Consegna – Riprendi il brano sulla Grande Inter di Herrera e proseguilo subito dopo l'ultima frase riportata.

Brano da leggere –

In altre parole, Herrera non è un fanatico degli schemi. Anzi: degli undici che vanno in campo, ben quattro giocano soprattutto sulla fantasia: lo spagnolo Suarez, Mazzola, Corso, e il brasiliano Jair. Tra questi, il primo è ricordato per la capacità di lanciare il pallone per oltre quaranta metri con millimetrica precisione; e Corso per aver inventato il tiro "a foglia morta", che prima faceva impennare il pallone e poi, d'improvviso, lo lasciava cadere in rete, alle spalle del portiere. Con loro (e con altri campioni quali Facchetti, Burgnich, Picchi, il portiere Sarti) l'Inter di Herrera passerà alla storia. Non tanto per le vittorie nel campionato italiano (nel 1963, '65 e '66), quanto per quelle in campo internazionale.
Nel 1964, allo stadio del Prater di Vienna, i nerazzurri conquistano la Coppa dei Campioni battendo in finale il fortissimo Real Madrid, bissando il successo italiano ottenuto l'anno prima dal Milan. Nel 1965 raddoppiano, nella finale di Milano vinta 1 a 0 contro il Benefica. Non contenti del primato in Europa, i ragazzi di Herrera si impongono anche a livello mondiale, vincendo due coppe Intercontinentali consecutive ('65 e '66) battendo in entrambe le occasioni gli argentini dell'Independiente. In questo modo, l'Inter non solo scrive pagine memorabili nella storia calcistica mondiale, bensì imprime il suo marchio nel costume del Paese, contribuendo ad alzare il volume di quel "boom" che ne scuote l'economia e il modo di vivere.

Gli anni Sessanta, insomma, non passeranno alla storia soltanto per un diffuso, ritrovato benessere economico o per le canzoni di Gino Paoli, Celentano e Mina, ma anche per i trionfi della "Grande Inter". L'Italia non è il solo Paese interessato da questo fenomeno di emulsione tra calcio e costumi sociali: qualcosa di analogo, infatti, si verifica in Inghilterra nell'estate del 1966, passata alla storia come "l'estate di Bobby Charlton". Nella patria del football, quell'anno, si giocano i mondiali, e Charlton è uno degli attaccanti della nazionale inglese.

Estratto dei dati –
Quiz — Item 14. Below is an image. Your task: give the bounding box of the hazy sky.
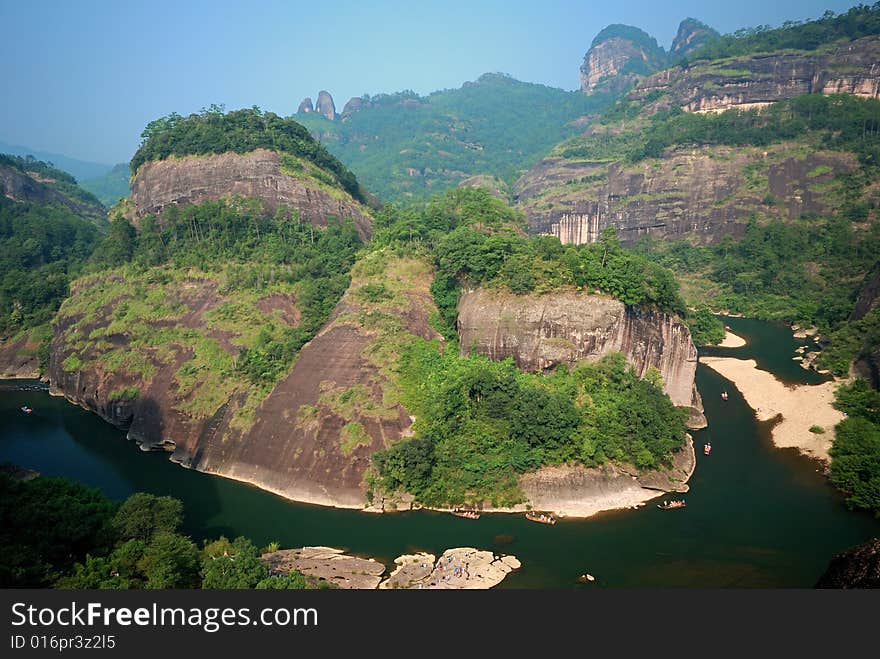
[0,0,858,163]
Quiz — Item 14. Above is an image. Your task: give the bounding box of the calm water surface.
[0,318,880,588]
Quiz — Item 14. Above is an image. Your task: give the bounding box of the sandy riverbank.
[718,330,746,348]
[700,357,843,462]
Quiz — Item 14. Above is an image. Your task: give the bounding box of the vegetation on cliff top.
[0,474,329,590]
[687,3,880,61]
[59,198,361,425]
[131,105,364,201]
[295,74,613,203]
[830,379,880,517]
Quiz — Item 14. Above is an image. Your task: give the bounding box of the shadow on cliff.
[62,398,240,541]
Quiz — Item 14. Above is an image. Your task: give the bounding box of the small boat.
[526,511,556,524]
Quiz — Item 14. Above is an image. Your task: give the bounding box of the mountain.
[295,74,612,202]
[80,162,131,208]
[0,155,107,377]
[0,142,113,181]
[581,24,667,93]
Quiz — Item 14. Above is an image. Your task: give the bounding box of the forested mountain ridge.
[0,155,107,376]
[295,74,612,203]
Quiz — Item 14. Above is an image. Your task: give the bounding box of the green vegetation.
[0,474,316,589]
[295,74,613,203]
[688,3,880,61]
[374,188,684,338]
[131,105,363,201]
[80,163,131,208]
[373,348,686,506]
[830,379,880,517]
[0,153,101,209]
[554,94,880,176]
[59,198,361,426]
[0,189,100,336]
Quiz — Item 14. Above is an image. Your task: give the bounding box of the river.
[0,318,880,588]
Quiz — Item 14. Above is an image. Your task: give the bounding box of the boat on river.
[526,510,556,524]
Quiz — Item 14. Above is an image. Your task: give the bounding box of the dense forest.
[831,379,880,517]
[131,105,364,201]
[295,74,613,204]
[0,470,331,590]
[684,3,880,65]
[361,189,692,505]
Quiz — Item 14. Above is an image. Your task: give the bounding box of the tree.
[202,537,269,590]
[113,492,183,542]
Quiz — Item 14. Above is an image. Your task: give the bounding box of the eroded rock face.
[629,36,880,112]
[458,289,702,411]
[816,538,880,588]
[580,25,664,93]
[669,18,719,61]
[0,165,106,219]
[49,262,439,508]
[514,144,858,244]
[315,90,336,121]
[130,149,371,240]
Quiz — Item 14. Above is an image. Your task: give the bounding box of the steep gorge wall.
[130,149,371,239]
[458,289,705,427]
[49,255,439,508]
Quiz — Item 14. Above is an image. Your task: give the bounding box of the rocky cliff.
[458,289,705,427]
[49,255,438,508]
[669,18,719,61]
[0,163,107,221]
[816,538,880,588]
[315,90,336,121]
[580,25,665,93]
[514,142,858,244]
[629,36,880,112]
[130,149,371,239]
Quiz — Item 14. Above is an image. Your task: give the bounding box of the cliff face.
[816,538,880,588]
[629,36,880,112]
[130,149,371,239]
[458,289,704,426]
[0,164,107,219]
[580,25,665,93]
[50,255,438,508]
[315,90,336,121]
[514,143,858,244]
[669,18,719,61]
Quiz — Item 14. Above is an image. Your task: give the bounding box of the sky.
[0,0,858,164]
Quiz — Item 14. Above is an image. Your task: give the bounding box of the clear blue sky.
[0,0,858,163]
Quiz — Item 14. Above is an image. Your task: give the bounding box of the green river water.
[0,318,880,588]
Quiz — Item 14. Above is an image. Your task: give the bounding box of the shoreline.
[36,378,696,519]
[700,357,844,464]
[716,329,747,348]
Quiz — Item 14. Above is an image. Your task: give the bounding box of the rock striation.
[130,149,372,239]
[458,288,702,425]
[315,90,336,121]
[629,36,880,112]
[580,25,666,93]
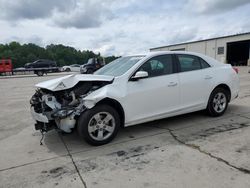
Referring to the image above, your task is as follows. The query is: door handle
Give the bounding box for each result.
[205,75,213,80]
[168,82,177,87]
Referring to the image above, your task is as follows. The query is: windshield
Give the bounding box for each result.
[94,56,144,76]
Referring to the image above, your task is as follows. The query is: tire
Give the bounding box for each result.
[87,69,94,74]
[77,104,121,146]
[207,88,229,117]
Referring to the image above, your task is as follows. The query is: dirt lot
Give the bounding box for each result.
[0,67,250,188]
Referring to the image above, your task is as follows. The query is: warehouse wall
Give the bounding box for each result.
[150,34,250,64]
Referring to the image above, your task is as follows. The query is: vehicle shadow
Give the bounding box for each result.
[44,111,211,153]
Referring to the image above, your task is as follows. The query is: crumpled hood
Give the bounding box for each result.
[36,74,114,91]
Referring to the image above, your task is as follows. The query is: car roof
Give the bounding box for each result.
[131,51,224,66]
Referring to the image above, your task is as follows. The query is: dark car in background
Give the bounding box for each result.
[24,59,59,76]
[24,59,57,68]
[80,58,105,74]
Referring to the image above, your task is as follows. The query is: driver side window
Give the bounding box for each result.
[139,55,173,77]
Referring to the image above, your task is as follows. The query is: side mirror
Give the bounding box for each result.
[131,71,148,81]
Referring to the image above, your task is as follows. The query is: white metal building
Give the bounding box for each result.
[150,32,250,65]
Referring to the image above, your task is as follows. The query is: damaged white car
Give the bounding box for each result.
[30,52,239,145]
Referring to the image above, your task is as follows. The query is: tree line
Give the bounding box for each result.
[0,42,118,68]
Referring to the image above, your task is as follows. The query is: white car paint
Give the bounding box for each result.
[32,51,239,131]
[62,64,81,72]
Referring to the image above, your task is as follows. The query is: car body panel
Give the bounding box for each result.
[30,51,239,133]
[36,74,114,91]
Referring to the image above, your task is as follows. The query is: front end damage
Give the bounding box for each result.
[30,80,112,133]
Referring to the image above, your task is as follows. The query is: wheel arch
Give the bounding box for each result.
[211,83,231,102]
[96,97,125,127]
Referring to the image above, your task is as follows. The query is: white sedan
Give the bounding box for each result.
[31,51,239,145]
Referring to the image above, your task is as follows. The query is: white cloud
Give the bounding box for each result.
[0,0,250,55]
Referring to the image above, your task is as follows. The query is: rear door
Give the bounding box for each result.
[176,54,213,110]
[123,54,179,124]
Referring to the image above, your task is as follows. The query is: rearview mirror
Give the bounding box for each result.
[131,71,148,81]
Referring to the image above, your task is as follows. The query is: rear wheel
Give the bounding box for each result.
[207,88,229,117]
[77,105,120,146]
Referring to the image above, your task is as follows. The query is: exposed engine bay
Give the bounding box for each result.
[30,80,112,133]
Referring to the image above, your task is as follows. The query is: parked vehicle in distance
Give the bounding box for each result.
[61,64,81,72]
[0,59,13,74]
[30,51,239,145]
[80,58,105,74]
[24,59,57,68]
[24,59,59,76]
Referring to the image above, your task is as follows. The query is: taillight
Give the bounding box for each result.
[233,67,239,74]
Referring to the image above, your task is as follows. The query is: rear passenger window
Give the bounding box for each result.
[177,54,201,72]
[200,58,210,69]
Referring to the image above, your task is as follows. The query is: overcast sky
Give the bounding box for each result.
[0,0,250,55]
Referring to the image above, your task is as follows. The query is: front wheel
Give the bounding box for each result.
[77,105,120,146]
[207,88,229,117]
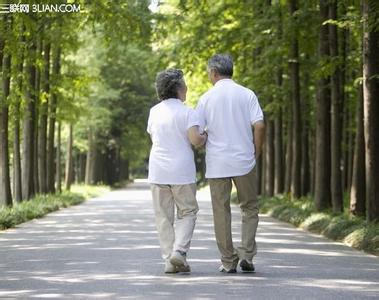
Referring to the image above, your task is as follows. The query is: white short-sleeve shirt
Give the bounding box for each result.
[196,79,263,178]
[147,99,200,184]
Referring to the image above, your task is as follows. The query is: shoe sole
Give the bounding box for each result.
[240,260,255,273]
[170,257,191,273]
[220,269,237,274]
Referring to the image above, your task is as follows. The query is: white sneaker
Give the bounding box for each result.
[170,251,191,272]
[164,259,178,274]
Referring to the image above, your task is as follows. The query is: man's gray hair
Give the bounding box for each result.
[155,69,184,100]
[208,54,233,77]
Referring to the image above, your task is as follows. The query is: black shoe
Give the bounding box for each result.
[218,265,237,274]
[240,259,255,273]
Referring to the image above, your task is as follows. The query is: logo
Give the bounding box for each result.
[0,3,80,14]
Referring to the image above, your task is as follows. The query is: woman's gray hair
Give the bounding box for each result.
[155,69,184,100]
[208,54,233,77]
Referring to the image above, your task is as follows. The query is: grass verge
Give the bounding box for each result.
[232,191,379,255]
[0,185,109,230]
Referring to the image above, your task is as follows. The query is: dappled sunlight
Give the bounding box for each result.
[0,181,379,299]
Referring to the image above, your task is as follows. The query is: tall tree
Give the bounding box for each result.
[46,45,61,193]
[350,86,366,216]
[315,0,330,210]
[329,0,343,213]
[38,41,51,193]
[289,0,301,198]
[13,22,25,202]
[65,124,74,190]
[0,17,12,206]
[22,23,36,199]
[362,0,379,221]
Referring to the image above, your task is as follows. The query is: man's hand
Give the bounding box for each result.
[253,121,265,159]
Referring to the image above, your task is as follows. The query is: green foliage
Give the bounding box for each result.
[0,186,109,230]
[258,194,379,255]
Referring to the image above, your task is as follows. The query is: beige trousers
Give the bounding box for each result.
[209,168,259,269]
[151,183,199,259]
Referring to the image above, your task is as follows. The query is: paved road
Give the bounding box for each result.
[0,182,379,300]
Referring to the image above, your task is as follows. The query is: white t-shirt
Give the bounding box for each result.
[147,99,200,184]
[196,79,263,178]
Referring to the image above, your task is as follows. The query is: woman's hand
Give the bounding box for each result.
[188,126,208,147]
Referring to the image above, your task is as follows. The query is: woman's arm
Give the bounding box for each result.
[188,126,207,147]
[253,121,265,159]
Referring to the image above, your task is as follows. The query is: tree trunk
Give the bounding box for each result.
[13,25,25,202]
[340,26,350,191]
[315,0,330,211]
[329,0,343,213]
[274,109,284,194]
[38,43,50,194]
[85,127,96,184]
[350,86,366,216]
[55,121,62,193]
[289,0,301,198]
[265,120,275,197]
[22,38,36,199]
[0,27,12,208]
[362,0,379,221]
[46,47,61,193]
[256,156,263,195]
[261,143,267,196]
[33,36,42,193]
[65,124,74,190]
[284,115,293,193]
[301,124,311,196]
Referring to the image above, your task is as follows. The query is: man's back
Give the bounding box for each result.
[197,79,263,178]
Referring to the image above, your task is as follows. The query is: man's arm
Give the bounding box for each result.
[253,121,265,159]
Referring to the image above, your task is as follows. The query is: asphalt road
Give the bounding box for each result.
[0,182,379,300]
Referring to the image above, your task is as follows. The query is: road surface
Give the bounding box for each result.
[0,181,379,300]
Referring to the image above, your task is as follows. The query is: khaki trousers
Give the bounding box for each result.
[209,167,259,269]
[151,183,199,259]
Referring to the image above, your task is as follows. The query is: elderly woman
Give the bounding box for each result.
[147,69,207,273]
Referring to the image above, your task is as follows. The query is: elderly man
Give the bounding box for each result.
[197,54,265,273]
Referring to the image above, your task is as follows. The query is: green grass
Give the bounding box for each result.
[232,191,379,255]
[0,185,109,230]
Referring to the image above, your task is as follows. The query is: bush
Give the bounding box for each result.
[258,195,379,255]
[0,185,109,230]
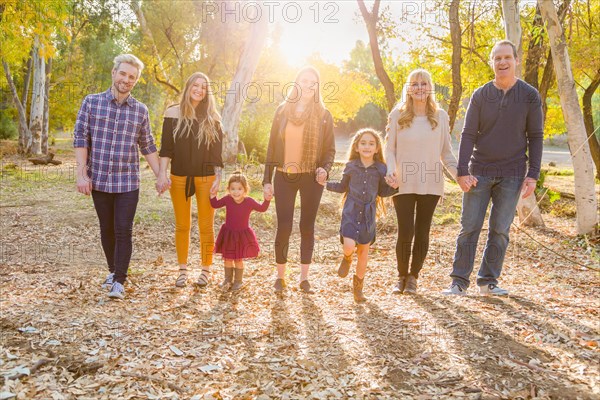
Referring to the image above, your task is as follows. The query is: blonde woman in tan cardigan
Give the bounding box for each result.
[385,69,457,294]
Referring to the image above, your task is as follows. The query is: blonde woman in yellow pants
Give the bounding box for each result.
[157,72,223,287]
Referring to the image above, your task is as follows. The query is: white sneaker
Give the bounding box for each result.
[442,283,467,296]
[479,283,508,296]
[102,272,115,290]
[108,282,125,299]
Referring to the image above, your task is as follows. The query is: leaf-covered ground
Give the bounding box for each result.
[0,154,600,399]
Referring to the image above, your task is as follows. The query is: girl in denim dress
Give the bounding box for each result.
[318,129,398,303]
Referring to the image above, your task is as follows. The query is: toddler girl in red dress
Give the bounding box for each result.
[210,172,271,291]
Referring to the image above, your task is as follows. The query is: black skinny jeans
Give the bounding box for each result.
[92,189,140,284]
[274,171,323,264]
[393,193,440,278]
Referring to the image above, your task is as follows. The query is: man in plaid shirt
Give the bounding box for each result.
[73,54,164,299]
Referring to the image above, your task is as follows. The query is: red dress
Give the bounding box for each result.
[210,195,270,260]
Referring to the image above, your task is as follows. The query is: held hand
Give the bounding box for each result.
[210,185,219,199]
[385,175,399,189]
[210,179,221,197]
[315,167,327,186]
[263,183,274,199]
[456,175,477,193]
[521,178,537,199]
[155,175,171,196]
[77,174,92,196]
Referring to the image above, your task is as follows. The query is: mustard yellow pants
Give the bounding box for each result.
[170,175,215,267]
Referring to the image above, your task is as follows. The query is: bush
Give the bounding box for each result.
[0,110,19,139]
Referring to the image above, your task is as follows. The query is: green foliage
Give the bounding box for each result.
[238,107,273,162]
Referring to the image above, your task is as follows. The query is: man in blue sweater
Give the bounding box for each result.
[443,40,544,295]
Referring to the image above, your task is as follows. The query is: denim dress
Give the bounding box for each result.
[327,159,397,244]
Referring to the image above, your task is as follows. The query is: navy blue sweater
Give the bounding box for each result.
[458,79,544,179]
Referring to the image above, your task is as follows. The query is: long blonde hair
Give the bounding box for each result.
[342,128,385,218]
[174,72,221,147]
[398,69,439,130]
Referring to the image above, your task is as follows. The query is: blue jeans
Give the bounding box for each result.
[450,176,523,289]
[92,189,140,284]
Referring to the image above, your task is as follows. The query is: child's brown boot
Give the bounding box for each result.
[352,275,367,303]
[231,268,244,292]
[338,254,352,278]
[220,267,233,290]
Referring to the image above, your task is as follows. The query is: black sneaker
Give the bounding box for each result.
[102,272,115,290]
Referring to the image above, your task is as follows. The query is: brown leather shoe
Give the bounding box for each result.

Risposta scritta –
Con una storia da romanzo alle spalle: fa parte, infatti, di quel Manchester United che, a metà degli anni Cinquanta, rappresenta l'unica vera squadra capace di insidiare il dominio europeo del Real Madrid. In panchina siede un tale Matt Busby, allenatore con il gusto del rischio che decide di sostituire il suo primo attaccante Tommy Taylor (un idolo dell'epoca), infortunato, con il diciannovenne e inesperto Charlton. Che, da brutto anatroccolo, si scopre cigno: i suoi gol portano i "reds" (come vengono chiamati i giocatori del Manchester) alla vittoria nel campionato inglese.

La stagione successiva giocano la Coppa dei Campioni, e tra i loro avversari figura la Stella Rossa di Belgrado. Di ritorno dalla trasferta nella capitale jugoslava, l'aereo sul quale viaggia la squadra si schianta al suolo sulla pista dell'aeroporto di Monaco di Baviera, causando la morte di quasi tutti i giocatori. Si salvano in pochi, tra i quali Charlton e Busby, che trovano la forza per ricostruire la squadra, portandola a vincere tre titoli nazionali, una coppa d'Inghilterra ma soprattutto, prima tra tutte le squadre inglesi, l'edizione della Coppa dei Campioni del 1968.

La popolarità di Charlton, tuttavia, ha già raggiunto il suo acme due anni prima, in occasione dei suddetti mondiali, che si disputano nel pieno di quella primavera sociale che l'Inghilterra ricorda con il nome di "swinging London". Nella patria di Albione impazzano le minigonne di Mary Quant e le stravaganze di Carnaby Street, la musica dei Beatles e quella dei Rolling Stones. Sembra, insomma, che ogni ventata di novità che soffi in Europa e in America provenga da oltre Manica.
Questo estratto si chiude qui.